Requirement:
Rewrite the entries below, swapping "bare soil" for "exposed earth" everywhere it occurs and keeping everything else the same.

[Point annotation dataset entries]
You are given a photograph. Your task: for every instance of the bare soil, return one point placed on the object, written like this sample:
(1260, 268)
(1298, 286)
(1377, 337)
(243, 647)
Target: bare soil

Result:
You are given a photograph. Your task: for every instance of the exposed earth, return one point placed on the object, written like this sample:
(1260, 268)
(1298, 286)
(1377, 337)
(243, 647)
Target: exposed earth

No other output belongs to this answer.